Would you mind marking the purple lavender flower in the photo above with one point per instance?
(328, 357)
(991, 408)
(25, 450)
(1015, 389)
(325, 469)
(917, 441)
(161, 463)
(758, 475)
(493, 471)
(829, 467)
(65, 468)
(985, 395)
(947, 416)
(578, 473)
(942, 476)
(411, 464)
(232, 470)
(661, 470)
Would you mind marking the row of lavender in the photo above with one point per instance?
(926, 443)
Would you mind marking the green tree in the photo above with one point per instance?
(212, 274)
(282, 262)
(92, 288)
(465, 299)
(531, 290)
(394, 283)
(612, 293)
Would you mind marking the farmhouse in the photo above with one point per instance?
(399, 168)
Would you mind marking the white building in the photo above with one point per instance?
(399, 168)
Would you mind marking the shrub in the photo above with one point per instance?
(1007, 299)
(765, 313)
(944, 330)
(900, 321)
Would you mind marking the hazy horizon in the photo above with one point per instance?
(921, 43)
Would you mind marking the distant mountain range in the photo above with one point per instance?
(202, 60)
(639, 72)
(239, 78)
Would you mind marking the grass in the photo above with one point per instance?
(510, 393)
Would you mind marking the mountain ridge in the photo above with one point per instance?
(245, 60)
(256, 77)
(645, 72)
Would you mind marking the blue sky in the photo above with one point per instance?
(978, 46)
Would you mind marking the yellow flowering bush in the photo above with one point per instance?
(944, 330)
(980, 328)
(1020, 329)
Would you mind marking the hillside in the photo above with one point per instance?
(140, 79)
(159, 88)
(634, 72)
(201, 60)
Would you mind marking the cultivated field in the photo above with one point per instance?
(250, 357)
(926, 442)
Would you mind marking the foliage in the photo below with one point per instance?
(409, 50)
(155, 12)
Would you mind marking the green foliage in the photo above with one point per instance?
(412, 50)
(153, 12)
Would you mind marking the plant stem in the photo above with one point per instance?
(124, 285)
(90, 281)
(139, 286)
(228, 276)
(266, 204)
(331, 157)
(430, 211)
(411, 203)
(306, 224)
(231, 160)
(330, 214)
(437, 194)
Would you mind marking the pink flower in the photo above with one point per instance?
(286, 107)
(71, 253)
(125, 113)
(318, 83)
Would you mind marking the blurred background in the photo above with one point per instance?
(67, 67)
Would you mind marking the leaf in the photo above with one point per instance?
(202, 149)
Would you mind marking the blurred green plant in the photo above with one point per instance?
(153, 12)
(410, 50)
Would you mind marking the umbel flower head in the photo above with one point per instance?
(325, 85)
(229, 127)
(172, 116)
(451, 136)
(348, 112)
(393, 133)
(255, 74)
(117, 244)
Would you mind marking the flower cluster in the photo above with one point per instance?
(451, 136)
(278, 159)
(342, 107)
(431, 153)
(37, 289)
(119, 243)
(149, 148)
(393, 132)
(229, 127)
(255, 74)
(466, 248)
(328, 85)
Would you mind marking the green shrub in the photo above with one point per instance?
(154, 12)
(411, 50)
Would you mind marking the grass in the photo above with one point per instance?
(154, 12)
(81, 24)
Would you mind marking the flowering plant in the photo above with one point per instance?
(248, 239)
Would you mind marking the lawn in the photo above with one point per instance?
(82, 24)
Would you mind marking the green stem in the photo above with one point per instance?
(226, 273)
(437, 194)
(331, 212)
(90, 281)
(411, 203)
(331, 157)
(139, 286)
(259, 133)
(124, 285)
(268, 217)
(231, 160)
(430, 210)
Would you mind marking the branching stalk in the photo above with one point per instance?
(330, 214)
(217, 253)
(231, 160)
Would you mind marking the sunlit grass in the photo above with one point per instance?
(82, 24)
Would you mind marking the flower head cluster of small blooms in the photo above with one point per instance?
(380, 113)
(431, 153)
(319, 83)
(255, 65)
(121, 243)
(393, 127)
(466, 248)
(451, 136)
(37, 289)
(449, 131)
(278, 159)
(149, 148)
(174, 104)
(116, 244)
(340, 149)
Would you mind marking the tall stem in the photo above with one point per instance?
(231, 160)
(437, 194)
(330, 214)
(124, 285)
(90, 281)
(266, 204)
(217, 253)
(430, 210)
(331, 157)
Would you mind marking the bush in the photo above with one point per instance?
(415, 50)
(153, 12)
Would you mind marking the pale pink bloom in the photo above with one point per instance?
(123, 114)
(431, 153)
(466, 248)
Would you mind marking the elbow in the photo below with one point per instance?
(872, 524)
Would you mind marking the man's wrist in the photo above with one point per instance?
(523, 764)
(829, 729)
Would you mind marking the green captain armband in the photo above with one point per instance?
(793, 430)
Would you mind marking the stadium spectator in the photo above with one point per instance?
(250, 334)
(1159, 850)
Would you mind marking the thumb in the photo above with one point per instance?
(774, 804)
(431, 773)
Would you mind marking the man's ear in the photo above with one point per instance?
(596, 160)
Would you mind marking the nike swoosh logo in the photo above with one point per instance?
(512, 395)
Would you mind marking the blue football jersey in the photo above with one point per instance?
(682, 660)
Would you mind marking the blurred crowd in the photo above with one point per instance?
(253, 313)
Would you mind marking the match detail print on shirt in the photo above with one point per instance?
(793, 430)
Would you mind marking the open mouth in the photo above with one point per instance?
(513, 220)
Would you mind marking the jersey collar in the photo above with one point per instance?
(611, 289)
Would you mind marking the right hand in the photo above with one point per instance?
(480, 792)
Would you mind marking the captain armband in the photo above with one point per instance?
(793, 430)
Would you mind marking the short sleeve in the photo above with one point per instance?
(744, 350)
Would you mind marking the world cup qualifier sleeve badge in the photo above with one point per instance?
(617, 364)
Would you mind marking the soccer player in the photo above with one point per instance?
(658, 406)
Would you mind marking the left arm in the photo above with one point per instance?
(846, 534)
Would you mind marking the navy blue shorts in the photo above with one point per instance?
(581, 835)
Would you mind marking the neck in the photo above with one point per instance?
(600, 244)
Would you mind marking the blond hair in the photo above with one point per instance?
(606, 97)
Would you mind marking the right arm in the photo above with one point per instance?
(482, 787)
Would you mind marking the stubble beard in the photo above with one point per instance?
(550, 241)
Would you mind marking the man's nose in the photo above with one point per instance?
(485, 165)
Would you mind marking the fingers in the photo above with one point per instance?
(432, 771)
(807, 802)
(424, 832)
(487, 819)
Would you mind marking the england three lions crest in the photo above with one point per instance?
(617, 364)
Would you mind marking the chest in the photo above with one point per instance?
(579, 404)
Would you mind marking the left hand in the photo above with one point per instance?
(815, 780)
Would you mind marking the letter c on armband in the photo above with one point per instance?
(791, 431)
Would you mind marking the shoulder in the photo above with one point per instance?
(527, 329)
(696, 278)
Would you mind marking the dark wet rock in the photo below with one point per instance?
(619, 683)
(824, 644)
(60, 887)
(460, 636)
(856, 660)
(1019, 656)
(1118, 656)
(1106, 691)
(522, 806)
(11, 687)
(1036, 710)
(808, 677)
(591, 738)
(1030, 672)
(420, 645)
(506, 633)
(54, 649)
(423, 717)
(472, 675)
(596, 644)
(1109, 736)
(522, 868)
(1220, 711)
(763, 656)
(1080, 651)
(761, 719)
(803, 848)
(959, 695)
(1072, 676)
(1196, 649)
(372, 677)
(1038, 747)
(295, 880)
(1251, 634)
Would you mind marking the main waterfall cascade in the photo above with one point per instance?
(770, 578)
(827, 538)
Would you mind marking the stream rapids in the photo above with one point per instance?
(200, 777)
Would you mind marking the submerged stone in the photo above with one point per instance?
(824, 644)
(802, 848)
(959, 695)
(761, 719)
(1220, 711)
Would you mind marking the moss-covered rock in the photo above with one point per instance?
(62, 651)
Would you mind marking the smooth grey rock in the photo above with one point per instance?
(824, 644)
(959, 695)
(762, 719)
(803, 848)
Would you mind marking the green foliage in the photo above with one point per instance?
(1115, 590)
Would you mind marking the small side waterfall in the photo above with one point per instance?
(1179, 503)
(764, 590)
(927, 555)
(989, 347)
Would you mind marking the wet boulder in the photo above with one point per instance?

> _What the task asks_
Restate the final lines of the listing above word for word, beginning at the line that contains "Would you mind marking the england".

> _Exercise solution_
Would you mind marking the england three lions crest in the photo above with one point per instance?
(617, 364)
Would you mind marking the chest in the photo above with one point per instance?
(579, 404)
Would you mind marking the left hand in the photo above with one point per instance?
(815, 780)
Would you mind marking the letter c on armband in the photo above with one point per instance?
(791, 431)
Would you mind marking the shoulder in the photo above with one point per instance?
(527, 329)
(696, 278)
Would you mind marking the dark wet rock in the photo below with one point per instance?
(619, 683)
(824, 644)
(60, 887)
(460, 636)
(856, 660)
(1019, 656)
(1118, 656)
(1106, 691)
(522, 806)
(11, 687)
(1036, 710)
(808, 677)
(591, 738)
(1030, 672)
(420, 645)
(506, 633)
(54, 649)
(423, 717)
(472, 675)
(596, 644)
(1109, 736)
(522, 868)
(1220, 711)
(763, 656)
(1080, 651)
(761, 719)
(803, 848)
(959, 695)
(1072, 676)
(1196, 649)
(372, 677)
(1038, 747)
(295, 880)
(1251, 634)
Would you mind marking the main waterfall cascade in the photo above with one point per instance?
(770, 578)
(827, 538)
Would you mind marking the stream rapids in the photo above with one point per instance?
(200, 777)
Would you mind marking the submerged stone in the photo above with one point per instance?
(824, 644)
(802, 848)
(959, 695)
(761, 719)
(1220, 711)
Would you mind marking the moss-covered rock in the photo above with one point per instance?
(62, 651)
Would you mind marking the smooth grey rock in the photo above with one point per instance?
(824, 644)
(959, 695)
(762, 719)
(803, 848)
Would you mind marking the green foliage in the photo above with one point per instance?
(1115, 590)
Would you mind marking the small side waterfall in the photo above with one point per instance?
(1179, 503)
(764, 590)
(927, 555)
(989, 347)
Would you mind marking the wet boulder in the photo above with one point per instance?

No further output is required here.